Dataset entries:
··········

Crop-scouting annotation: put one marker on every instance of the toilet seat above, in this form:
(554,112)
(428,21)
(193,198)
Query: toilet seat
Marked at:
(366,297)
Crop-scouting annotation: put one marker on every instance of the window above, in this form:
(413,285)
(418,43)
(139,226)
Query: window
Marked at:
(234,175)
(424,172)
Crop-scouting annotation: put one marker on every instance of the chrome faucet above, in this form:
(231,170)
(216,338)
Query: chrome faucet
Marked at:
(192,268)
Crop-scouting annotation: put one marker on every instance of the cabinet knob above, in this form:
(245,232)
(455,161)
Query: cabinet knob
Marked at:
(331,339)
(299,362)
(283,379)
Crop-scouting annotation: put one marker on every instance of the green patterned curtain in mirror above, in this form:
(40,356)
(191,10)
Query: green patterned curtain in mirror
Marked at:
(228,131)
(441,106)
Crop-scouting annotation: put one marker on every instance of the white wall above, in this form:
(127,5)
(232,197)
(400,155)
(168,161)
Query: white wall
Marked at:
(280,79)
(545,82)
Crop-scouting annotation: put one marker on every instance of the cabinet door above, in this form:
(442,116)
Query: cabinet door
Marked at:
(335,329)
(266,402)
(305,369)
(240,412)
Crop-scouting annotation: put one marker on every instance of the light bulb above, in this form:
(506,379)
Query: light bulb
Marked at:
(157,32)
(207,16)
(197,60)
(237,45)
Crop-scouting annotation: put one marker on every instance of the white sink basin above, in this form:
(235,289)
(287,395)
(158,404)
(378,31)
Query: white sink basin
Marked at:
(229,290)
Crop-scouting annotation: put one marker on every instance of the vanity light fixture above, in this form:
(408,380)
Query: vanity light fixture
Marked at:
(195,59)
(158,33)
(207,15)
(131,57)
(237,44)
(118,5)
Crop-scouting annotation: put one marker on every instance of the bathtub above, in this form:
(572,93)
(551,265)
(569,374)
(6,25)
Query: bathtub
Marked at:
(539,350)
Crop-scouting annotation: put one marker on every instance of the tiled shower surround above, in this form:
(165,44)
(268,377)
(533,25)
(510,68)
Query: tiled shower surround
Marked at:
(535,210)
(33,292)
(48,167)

··········

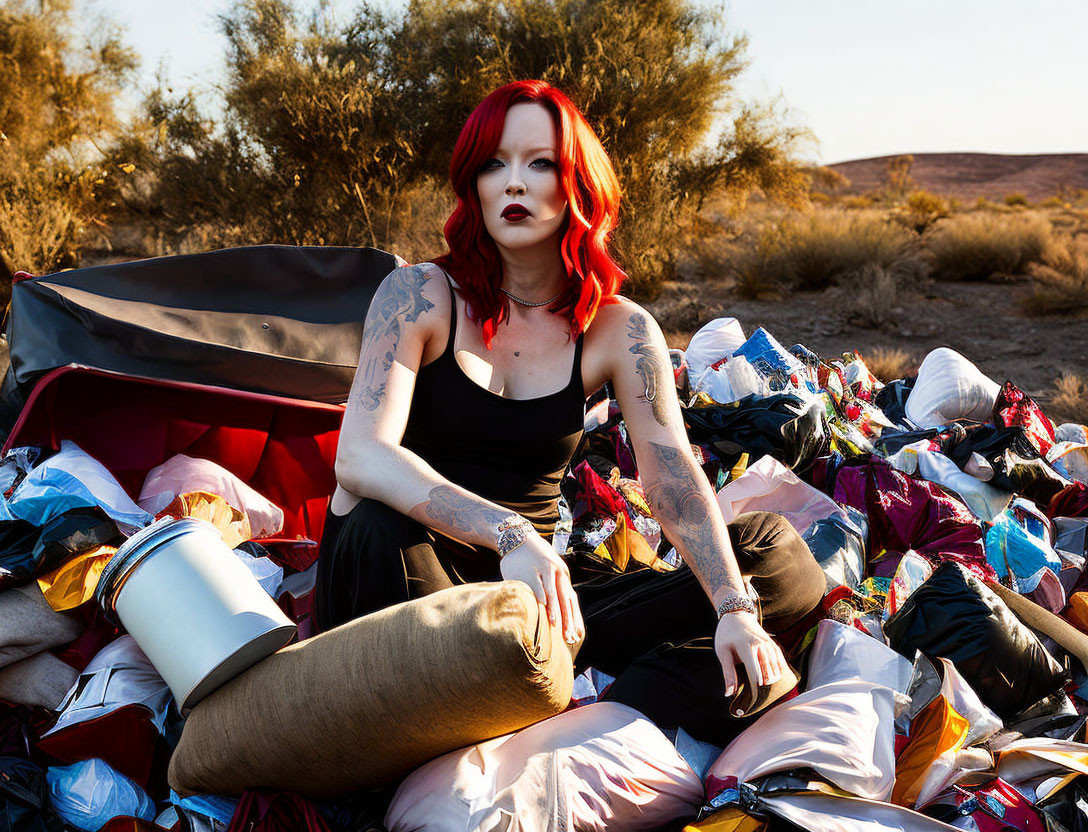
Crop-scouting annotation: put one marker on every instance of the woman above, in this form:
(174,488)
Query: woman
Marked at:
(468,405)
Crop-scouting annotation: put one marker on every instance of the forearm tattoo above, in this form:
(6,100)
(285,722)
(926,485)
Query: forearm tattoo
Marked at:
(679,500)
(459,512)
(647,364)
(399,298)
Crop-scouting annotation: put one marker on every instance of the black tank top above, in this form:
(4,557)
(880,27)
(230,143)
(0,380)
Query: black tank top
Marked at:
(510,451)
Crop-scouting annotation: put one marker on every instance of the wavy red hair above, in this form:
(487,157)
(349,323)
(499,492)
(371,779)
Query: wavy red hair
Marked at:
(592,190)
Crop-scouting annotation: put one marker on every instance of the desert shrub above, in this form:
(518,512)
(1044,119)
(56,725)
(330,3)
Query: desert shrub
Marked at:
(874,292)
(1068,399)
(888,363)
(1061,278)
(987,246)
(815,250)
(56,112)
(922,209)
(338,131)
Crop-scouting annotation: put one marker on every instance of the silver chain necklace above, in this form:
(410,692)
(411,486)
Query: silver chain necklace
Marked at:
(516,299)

··········

Task details: Gather from the entries above all lines that include the string "necklace".

Your solution:
Crop-scouting annotation: put one marker on every instance of the silver chain necklace above, in this form:
Query: silver chain necklace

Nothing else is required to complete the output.